◆ **Data**
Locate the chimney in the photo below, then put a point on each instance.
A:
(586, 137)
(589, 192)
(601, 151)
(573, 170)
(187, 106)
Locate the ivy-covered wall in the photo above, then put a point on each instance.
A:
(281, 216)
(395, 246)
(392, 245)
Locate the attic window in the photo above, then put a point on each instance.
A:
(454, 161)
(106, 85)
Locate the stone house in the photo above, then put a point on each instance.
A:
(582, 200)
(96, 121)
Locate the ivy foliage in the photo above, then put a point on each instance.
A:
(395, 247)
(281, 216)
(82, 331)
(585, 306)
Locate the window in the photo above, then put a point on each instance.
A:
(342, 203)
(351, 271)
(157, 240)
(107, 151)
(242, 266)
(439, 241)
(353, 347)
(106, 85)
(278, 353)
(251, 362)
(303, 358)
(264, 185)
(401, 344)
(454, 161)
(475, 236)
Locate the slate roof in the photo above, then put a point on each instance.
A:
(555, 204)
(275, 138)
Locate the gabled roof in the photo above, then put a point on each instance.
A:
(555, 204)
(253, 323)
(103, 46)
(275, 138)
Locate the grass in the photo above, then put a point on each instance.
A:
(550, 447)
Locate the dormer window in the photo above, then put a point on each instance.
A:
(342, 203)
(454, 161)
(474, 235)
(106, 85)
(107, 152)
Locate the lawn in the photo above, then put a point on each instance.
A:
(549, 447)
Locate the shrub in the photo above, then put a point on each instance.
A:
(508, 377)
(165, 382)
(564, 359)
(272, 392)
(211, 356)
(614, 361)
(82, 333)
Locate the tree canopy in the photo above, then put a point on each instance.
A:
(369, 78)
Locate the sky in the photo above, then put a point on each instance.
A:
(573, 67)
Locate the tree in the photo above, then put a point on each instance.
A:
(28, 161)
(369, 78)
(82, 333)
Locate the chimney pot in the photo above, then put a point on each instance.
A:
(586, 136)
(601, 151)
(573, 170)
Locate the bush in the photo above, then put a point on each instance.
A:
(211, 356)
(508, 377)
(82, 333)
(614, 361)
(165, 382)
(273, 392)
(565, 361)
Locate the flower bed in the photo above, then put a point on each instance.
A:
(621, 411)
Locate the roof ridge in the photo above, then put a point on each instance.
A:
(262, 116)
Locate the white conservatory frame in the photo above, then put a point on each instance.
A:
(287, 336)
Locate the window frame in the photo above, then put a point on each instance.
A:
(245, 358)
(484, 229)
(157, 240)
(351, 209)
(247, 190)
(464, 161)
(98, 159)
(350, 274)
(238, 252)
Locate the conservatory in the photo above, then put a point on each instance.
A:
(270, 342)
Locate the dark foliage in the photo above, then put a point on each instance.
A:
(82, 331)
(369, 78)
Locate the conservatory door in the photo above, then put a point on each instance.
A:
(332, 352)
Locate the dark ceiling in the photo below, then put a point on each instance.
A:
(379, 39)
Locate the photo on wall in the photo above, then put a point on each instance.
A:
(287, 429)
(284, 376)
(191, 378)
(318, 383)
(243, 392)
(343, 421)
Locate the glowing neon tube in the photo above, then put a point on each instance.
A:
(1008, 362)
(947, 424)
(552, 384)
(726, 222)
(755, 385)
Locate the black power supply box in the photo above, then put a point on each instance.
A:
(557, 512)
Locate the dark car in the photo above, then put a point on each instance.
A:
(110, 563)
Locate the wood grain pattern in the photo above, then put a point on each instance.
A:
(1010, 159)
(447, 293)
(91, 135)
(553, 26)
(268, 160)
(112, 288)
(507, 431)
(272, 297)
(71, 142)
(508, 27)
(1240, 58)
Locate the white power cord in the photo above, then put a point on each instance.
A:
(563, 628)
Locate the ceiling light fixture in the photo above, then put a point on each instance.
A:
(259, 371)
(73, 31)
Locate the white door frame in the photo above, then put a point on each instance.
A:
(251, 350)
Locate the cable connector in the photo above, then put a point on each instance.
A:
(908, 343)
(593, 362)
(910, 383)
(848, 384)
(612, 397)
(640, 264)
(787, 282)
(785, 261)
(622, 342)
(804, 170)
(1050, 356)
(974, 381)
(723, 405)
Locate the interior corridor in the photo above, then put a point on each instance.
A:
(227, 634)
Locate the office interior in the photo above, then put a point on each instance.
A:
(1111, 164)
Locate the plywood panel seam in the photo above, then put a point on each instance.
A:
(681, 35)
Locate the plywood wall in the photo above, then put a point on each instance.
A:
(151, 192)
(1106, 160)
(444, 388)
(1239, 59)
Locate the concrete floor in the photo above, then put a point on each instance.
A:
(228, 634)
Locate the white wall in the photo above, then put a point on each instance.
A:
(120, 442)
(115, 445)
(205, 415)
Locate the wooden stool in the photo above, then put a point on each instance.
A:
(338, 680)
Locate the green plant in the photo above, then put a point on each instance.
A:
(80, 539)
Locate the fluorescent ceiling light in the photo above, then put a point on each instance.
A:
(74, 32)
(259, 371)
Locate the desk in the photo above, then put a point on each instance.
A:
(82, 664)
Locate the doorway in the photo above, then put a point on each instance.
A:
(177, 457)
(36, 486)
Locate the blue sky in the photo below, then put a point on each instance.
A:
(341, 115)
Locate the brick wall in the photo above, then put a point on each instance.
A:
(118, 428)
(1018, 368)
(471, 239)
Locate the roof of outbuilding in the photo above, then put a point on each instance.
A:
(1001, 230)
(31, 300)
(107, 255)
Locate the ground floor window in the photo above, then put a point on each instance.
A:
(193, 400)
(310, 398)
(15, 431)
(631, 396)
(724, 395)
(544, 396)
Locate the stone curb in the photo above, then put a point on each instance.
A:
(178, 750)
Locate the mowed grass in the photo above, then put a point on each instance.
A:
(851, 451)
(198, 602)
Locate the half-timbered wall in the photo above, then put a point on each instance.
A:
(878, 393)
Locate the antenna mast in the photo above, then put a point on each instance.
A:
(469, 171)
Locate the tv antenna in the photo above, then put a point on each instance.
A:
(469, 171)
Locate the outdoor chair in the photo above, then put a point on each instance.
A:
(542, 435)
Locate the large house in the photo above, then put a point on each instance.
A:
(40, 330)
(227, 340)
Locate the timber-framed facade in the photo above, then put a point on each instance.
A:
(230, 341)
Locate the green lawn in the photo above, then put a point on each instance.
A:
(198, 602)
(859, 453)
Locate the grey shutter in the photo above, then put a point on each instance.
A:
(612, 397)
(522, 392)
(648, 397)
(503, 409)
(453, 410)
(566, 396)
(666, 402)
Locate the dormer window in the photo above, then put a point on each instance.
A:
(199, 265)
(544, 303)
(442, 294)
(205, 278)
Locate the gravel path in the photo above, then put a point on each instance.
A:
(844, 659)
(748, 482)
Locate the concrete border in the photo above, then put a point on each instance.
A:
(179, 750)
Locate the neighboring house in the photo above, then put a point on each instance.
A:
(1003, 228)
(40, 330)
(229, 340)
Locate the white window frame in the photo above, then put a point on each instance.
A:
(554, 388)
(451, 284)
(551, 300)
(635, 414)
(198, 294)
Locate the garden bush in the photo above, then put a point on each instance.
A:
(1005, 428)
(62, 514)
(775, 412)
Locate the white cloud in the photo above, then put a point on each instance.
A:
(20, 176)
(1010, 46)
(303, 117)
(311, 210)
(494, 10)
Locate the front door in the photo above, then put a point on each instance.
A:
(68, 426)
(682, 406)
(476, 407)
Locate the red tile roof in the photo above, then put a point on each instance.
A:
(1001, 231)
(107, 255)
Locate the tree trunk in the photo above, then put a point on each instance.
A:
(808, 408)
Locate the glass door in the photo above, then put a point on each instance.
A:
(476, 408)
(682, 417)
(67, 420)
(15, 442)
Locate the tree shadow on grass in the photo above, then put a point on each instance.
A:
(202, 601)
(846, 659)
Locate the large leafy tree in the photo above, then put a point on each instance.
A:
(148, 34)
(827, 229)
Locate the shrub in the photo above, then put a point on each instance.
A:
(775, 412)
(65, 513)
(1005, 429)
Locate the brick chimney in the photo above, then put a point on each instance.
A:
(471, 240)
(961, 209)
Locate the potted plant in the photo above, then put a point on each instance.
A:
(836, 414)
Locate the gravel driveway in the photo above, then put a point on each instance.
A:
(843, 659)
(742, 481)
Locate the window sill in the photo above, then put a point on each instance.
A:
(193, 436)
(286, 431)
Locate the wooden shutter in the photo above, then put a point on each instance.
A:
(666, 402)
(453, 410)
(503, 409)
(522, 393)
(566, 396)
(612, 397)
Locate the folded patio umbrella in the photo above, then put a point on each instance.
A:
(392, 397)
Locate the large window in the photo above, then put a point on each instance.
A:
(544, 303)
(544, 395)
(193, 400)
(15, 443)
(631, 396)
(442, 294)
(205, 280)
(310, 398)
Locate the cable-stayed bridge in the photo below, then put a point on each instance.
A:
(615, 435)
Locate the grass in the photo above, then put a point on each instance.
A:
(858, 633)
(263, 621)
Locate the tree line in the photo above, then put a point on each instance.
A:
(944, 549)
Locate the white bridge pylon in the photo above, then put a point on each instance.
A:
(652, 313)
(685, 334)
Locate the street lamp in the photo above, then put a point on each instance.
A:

◆ **Exercise description**
Reproduce the records starting at the line containing "Locate the cable connector" and ending at the line containing "(1111, 164)", substituting "cable plug" for "cable connector" and changing nothing else.

◆ **Task solution**
Locate the cable plug in the photo above, then put a point on each instance.
A:
(908, 343)
(593, 362)
(910, 383)
(848, 384)
(612, 397)
(640, 264)
(787, 282)
(785, 261)
(622, 342)
(804, 170)
(1050, 356)
(974, 381)
(723, 405)
Locate the interior corridor in the photo above, then put a point on each instance.
A:
(227, 634)
Locate the office interior in the photo above, then put a point on each instance.
A:
(1111, 164)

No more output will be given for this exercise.